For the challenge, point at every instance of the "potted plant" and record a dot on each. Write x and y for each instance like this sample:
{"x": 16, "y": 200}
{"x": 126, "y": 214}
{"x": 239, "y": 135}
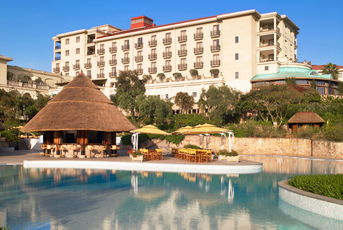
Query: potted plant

Task directions: The aim is an exact repeat of the entire listing, stripped of pictures.

Output of the exercise:
For the challenge, point at every instance of the "potted plant" and record a dot on each. Write x and y for each instance like this sample:
{"x": 16, "y": 200}
{"x": 126, "y": 214}
{"x": 239, "y": 135}
Query: potted plant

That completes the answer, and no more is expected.